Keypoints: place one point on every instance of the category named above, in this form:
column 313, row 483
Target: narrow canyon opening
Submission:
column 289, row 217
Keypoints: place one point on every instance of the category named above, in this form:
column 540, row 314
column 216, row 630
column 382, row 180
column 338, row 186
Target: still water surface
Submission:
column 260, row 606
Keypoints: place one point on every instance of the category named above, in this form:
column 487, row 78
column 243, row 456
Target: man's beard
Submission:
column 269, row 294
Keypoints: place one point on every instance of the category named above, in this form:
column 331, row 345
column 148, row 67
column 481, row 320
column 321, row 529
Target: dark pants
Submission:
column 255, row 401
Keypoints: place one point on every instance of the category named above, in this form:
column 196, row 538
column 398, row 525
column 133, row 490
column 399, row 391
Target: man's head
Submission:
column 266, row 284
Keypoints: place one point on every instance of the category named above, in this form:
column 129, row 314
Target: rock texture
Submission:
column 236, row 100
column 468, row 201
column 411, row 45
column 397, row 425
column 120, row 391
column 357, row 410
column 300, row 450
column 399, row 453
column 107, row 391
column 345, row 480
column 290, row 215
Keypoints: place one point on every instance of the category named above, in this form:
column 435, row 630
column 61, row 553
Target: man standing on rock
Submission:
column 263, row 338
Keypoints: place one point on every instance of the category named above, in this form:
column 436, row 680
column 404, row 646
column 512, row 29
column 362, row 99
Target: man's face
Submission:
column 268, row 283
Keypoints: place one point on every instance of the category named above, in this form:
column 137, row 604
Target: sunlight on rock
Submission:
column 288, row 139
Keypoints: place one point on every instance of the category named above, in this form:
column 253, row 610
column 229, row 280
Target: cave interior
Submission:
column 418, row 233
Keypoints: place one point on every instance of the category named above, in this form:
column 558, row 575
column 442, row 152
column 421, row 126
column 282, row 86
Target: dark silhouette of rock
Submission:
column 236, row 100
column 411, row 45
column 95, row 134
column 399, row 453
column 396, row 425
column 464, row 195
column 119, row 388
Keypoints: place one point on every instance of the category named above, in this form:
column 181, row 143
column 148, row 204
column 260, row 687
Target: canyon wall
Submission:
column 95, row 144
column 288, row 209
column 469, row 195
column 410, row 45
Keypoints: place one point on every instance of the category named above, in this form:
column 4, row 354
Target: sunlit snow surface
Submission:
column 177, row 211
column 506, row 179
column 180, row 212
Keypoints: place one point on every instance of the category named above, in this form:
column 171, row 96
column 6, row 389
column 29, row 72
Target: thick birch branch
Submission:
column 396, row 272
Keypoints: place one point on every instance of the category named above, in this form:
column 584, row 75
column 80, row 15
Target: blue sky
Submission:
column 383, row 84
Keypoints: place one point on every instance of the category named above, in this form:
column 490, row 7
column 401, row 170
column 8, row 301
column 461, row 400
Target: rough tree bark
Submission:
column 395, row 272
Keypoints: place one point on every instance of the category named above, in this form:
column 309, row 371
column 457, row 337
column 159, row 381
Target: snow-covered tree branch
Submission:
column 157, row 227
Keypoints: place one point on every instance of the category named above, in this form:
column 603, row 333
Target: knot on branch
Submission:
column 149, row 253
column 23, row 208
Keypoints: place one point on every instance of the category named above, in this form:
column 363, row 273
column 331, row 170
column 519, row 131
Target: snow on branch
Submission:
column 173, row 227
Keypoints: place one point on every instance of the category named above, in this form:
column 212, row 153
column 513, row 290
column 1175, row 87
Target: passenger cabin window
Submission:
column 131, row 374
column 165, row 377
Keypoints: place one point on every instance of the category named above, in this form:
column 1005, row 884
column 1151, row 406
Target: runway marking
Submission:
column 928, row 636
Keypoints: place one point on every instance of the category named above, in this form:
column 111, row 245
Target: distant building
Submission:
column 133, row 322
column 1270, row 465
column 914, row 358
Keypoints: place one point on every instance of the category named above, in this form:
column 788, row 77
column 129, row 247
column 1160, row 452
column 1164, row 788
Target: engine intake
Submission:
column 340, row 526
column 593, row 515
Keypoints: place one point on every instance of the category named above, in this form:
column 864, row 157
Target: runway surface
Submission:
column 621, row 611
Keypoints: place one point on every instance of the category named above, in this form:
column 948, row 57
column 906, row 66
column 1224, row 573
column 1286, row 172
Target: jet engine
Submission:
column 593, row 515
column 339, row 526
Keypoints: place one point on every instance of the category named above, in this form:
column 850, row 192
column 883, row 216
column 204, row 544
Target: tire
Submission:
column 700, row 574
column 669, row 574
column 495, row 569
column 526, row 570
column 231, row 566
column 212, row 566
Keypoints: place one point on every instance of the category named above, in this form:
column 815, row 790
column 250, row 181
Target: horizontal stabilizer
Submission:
════════════════
◆ Work required: Pull out every line of the material above that contains the word "tree", and copy each one in full.

◆ Full answer:
Target: rough tree bark
Target: snow-covered tree branch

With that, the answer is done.